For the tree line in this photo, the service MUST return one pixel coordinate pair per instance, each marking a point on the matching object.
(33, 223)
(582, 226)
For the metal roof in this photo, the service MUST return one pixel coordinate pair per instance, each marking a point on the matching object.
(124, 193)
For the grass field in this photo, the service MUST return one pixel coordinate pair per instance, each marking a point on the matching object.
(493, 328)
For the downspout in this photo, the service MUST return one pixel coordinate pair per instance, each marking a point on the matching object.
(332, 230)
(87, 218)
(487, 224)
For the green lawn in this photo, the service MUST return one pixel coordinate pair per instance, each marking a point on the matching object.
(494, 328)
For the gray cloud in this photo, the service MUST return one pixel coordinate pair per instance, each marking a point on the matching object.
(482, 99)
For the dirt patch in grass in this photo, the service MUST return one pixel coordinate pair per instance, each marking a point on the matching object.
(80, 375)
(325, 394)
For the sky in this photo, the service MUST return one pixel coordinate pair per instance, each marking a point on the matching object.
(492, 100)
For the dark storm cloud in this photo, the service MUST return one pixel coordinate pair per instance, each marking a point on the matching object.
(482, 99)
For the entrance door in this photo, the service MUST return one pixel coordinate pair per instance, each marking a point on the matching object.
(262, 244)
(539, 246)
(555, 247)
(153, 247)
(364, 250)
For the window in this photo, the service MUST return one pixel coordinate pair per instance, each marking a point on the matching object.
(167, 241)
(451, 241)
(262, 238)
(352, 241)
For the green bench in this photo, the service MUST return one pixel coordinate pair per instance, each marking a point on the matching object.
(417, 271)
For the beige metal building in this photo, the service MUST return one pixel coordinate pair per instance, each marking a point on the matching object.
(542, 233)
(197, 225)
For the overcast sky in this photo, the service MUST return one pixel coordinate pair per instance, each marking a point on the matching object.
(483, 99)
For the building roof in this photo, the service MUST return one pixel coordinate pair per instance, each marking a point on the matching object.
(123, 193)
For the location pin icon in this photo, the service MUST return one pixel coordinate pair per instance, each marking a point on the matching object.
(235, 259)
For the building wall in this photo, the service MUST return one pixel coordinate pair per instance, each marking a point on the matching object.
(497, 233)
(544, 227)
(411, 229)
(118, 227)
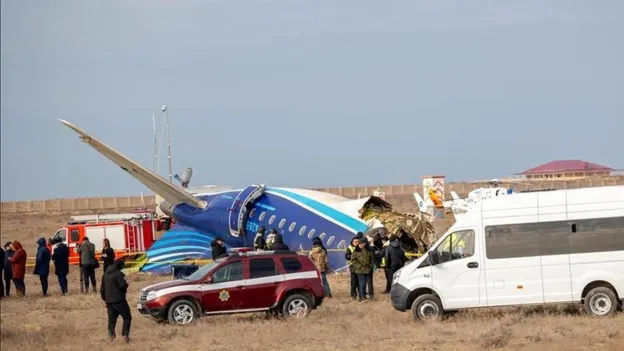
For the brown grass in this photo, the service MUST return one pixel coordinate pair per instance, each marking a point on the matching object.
(78, 322)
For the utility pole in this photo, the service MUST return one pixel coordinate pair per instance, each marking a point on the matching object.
(164, 109)
(155, 144)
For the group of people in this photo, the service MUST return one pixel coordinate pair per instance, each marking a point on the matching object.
(364, 259)
(14, 258)
(112, 290)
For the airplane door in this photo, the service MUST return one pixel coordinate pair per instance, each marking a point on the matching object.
(238, 213)
(458, 277)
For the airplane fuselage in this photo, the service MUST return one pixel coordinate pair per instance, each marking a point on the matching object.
(298, 215)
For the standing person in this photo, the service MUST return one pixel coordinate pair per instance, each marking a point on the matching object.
(362, 265)
(218, 248)
(318, 255)
(89, 264)
(384, 265)
(348, 256)
(18, 266)
(42, 265)
(61, 265)
(259, 240)
(8, 268)
(395, 259)
(270, 239)
(108, 255)
(374, 251)
(113, 291)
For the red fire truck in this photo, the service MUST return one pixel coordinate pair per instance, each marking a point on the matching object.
(129, 233)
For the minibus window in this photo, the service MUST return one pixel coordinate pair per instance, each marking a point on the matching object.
(456, 246)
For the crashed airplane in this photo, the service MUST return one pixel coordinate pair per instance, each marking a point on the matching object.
(235, 215)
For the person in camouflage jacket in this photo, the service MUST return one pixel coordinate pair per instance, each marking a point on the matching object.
(319, 257)
(362, 264)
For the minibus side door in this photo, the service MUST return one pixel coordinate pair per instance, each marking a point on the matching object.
(457, 271)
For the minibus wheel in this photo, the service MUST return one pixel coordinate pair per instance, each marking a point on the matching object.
(427, 308)
(600, 302)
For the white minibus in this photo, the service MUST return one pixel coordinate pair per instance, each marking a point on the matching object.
(545, 247)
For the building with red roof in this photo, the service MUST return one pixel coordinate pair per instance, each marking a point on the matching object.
(567, 169)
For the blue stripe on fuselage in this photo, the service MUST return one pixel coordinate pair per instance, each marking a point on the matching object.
(326, 210)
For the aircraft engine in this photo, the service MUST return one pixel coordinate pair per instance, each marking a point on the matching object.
(185, 178)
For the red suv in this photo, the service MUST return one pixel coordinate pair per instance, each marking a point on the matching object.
(276, 282)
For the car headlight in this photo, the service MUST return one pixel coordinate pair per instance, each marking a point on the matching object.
(147, 296)
(396, 276)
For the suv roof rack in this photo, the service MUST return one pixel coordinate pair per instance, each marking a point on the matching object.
(243, 253)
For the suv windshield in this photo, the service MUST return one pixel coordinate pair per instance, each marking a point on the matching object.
(203, 270)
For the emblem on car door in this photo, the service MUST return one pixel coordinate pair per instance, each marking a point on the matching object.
(224, 295)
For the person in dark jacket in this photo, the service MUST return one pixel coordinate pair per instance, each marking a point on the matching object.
(18, 265)
(61, 265)
(259, 243)
(2, 256)
(42, 265)
(8, 268)
(362, 265)
(374, 251)
(270, 239)
(108, 255)
(278, 244)
(348, 256)
(218, 248)
(113, 291)
(89, 263)
(394, 258)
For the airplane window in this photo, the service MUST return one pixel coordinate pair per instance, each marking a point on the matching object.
(331, 240)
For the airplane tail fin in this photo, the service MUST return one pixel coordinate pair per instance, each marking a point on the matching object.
(171, 193)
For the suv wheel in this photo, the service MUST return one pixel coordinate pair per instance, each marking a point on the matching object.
(427, 308)
(600, 302)
(296, 305)
(182, 312)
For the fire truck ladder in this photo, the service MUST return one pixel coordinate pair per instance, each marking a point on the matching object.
(104, 218)
(251, 194)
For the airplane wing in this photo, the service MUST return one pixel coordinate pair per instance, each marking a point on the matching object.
(171, 193)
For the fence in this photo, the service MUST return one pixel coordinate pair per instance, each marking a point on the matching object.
(115, 203)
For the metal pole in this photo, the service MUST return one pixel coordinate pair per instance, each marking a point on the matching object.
(155, 143)
(168, 142)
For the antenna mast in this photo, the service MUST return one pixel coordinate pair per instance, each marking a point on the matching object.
(155, 144)
(164, 109)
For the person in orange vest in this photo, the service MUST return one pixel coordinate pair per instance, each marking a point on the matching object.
(18, 264)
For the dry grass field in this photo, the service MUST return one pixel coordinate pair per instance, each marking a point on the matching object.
(78, 322)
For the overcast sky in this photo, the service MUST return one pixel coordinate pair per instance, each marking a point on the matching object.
(306, 93)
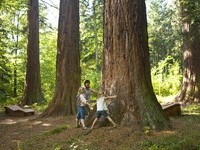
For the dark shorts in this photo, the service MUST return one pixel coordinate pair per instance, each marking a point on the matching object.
(81, 112)
(102, 113)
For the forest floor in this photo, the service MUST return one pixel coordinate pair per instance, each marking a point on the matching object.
(60, 133)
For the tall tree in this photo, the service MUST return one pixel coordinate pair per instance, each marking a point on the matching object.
(68, 61)
(126, 66)
(33, 92)
(191, 51)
##########
WHAT IS EXPECTED: Exactly as they stand, set down all of the entries above, minus every picture.

SOLUTION BELOW:
For the tree line in this photo, the service MUST return one pixel coordinate pair per instance, each marking a point on the matching object.
(33, 223)
(582, 226)
For the metal roof in this photo, the service MUST return one pixel coordinate pair per instance, each marking a point on the matching object.
(124, 193)
For the grass field in this photo, the service MUST return one pixel coordinate pair per instance, each marking a point on the matching object.
(493, 328)
For the downspout in this photo, the service MUST return one pixel coordinate pair per instance, each marking a point on the matching object.
(332, 230)
(87, 218)
(487, 224)
For the green lawn in this photo, the service MUST return one pixel coordinate pair per instance, each marking a point on the matching object.
(494, 328)
For the gray cloud in this photo, the service MUST return one pixel coordinate pair per instance, each marking a point on the matching object.
(482, 99)
For the dirt patch in grass in this photo, the service MUST return one pixel coordinate pair per instance, each marking a point on the matching object.
(80, 375)
(325, 394)
For the sky in this photo, the service MUST return one pixel coordinate pair per instance, each marking a point on the matching object.
(492, 100)
For the dark storm cloud in this photo, the service MUST return one pixel coordinate pair per instance, each marking a point on the matching object.
(482, 99)
For the entrance door in this photo, the service MUST return one pixel coordinate pair per instance, each marking a point on the matching object.
(262, 244)
(539, 246)
(555, 247)
(153, 247)
(364, 250)
For the window in this photo, the service MUST return one pixel coordinate pair per instance, each marking a point on the matching object.
(167, 241)
(451, 241)
(262, 238)
(352, 241)
For the green bench in this photo, the service MUST return one pixel coordinate pair per instance, each marking a point on the matching object.
(417, 271)
For the beige metal building in this photo, the service MUST return one pixel coordinate pair per instance, each marking a point on the matching object.
(542, 233)
(197, 225)
For the overcast sky in this photo, the service MUST return one pixel coordinate pair per instance, each marking a point on the matching object.
(483, 99)
For the building roof in this photo, the service MUST return one pixel coordinate pair per instance, each marking a point on the matching object.
(123, 193)
For the location pin icon in this photo, the service MUST return one pixel coordinate pair per instance, each marking a point on the matching object.
(235, 259)
For the building wall in this photo, the service MUST return one pixel coordinate pair per instance, each marking a point on the matching object.
(497, 233)
(544, 227)
(411, 229)
(118, 227)
For the brown grass in this photo, the service MUST return one pixel coordinate pair per instance, each marking a point on the matching object.
(78, 322)
For the utility pole in this photo, the service MUST return one pixel coordinate pair per instance, each marking a point on the matching object.
(164, 109)
(155, 144)
For the group of people in this photo, the service MUST return one pixel coordinate pair per instance, each marking a point on the matching object.
(364, 259)
(14, 258)
(112, 290)
For the airplane door in this photo, the service MUST return one pixel coordinate pair per instance, each marking a point on the matching object.
(238, 213)
(458, 277)
For the airplane fuselage in this photo, the service MUST return one pixel coordinate pair per instance, each marking a point on the matching object.
(298, 215)
For the standing person in this photo, the service MUST return one pixel coordinate pair per instance, each marking a point on the matching object.
(362, 265)
(218, 248)
(318, 255)
(89, 264)
(384, 265)
(348, 256)
(18, 266)
(42, 265)
(61, 265)
(259, 240)
(8, 268)
(395, 259)
(270, 239)
(108, 255)
(374, 251)
(113, 291)
For the red fire truck in this photo, the service MUST return one pixel coordinate pair per instance, each marking a point on the matching object.
(129, 233)
For the minibus window in this photo, the service MUST return one pixel coordinate pair per instance, each marking a point on the matching object.
(456, 246)
For the crashed airplane in this photo, the service MUST return one pixel coordinate pair per instance, each marking a point on the matching object.
(235, 215)
For the person in camouflage jacket in this photo, the service MUST return one pixel coordinate pair per instance, each marking a point on the matching object.
(319, 257)
(362, 264)
For the minibus side door in this photo, the service MUST return one pixel coordinate pair per instance, each marking a point on the matching object.
(457, 271)
For the minibus wheel in this photo, the service MUST return one pixel coordinate pair per instance, each marking a point on the matching object.
(427, 308)
(600, 302)
For the white minibus in this photo, the service MUST return one pixel coordinate pair per instance, each marking a point on the matching object.
(545, 247)
For the building with red roof in this photo, the service MUST return one pixel coordinate pair per instance, each marking a point on the matching object.
(567, 169)
For the blue stripe on fuselage in this photo, the service MUST return one pixel coordinate pair per instance, each marking a point on the matching object.
(326, 210)
For the aircraft engine in this photo, the service MUST return one pixel coordinate pair per instance, each marking a point on the matching object.
(185, 178)
For the red suv in this photo, the service MUST return one pixel coordinate pair per instance, each marking a point on the matching object.
(276, 282)
For the car headlight in this photo, the service MUST return one pixel coordinate pair per instance, each marking a point on the matching object.
(147, 296)
(396, 276)
For the suv roof rack in this photo, the service MUST return one pixel coordinate pair per instance, each marking a point on the matching object.
(243, 253)
For the suv windshield in this photo, the service MUST return one pixel coordinate pair per instance, each marking a point on the matching object.
(203, 270)
For the emblem on car door in this photo, the service MUST return one pixel coordinate pair per instance, each marking a point on the matching object.
(224, 295)
For the person in dark jacket in this photo, the service MUST return one pixel coordinate pair per instance, each marking a point on the matching object.
(18, 265)
(61, 265)
(259, 243)
(2, 256)
(42, 265)
(8, 268)
(362, 265)
(374, 251)
(270, 239)
(108, 255)
(278, 244)
(348, 256)
(218, 248)
(113, 291)
(89, 263)
(394, 258)
For the airplane window in this photo, the service MUST return one pixel coordinate pair per instance, each marking a point on the matching object.
(331, 240)
For the airplane tail fin in this photo, the service MUST return one pixel coordinate pair per instance, each marking a point on the matching object.
(171, 193)
For the suv wheel in this photo, the service MUST return one pixel coordinate pair per instance, each marking a point on the matching object.
(427, 308)
(600, 302)
(296, 305)
(182, 312)
For the fire truck ladder in this photo, the service MUST return one pixel coordinate pair per instance, each marking a point on the matching object.
(104, 218)
(251, 194)
For the airplane wing in this photo, the service MUST return one pixel coordinate pair per instance, each marking a point on the matching object.
(171, 193)
For the fence in this photo, the service MUST return one pixel coordinate pair per instance, each marking a point on the matching object.
(115, 203)
For the metal pole in this photo, the service MUST return one pixel coordinate pair per instance, each marking a point on the matching object.
(155, 143)
(168, 142)
For the antenna mast in this photo, the service MUST return one pixel coordinate pair per instance, each marking a point on the matching object.
(155, 144)
(164, 109)
For the person in orange vest in this photo, the service MUST return one pixel coordinate pair per instance, each marking a point on the matching object.
(18, 264)
For the dry grass field in this photo, the service MUST return one pixel coordinate pair per instance, each marking a point on the matching object.
(78, 322)
For the overcast sky in this photo, the service MUST return one pixel coordinate pair per instance, each marking a point on the matching object.
(306, 93)
For the dark shorts in this photo, the service MUST return one pixel coordinate pair per instance, each marking a point on the matching object.
(81, 112)
(102, 113)
For the forest floor in this photo, the service MUST return one pixel coordinate pair per instance, each marking a point on the matching object.
(60, 133)
For the tall tree in this photo, the service MUST return one pixel coordinate pair per instance, each marking a point on the matching object.
(68, 61)
(126, 66)
(33, 92)
(191, 51)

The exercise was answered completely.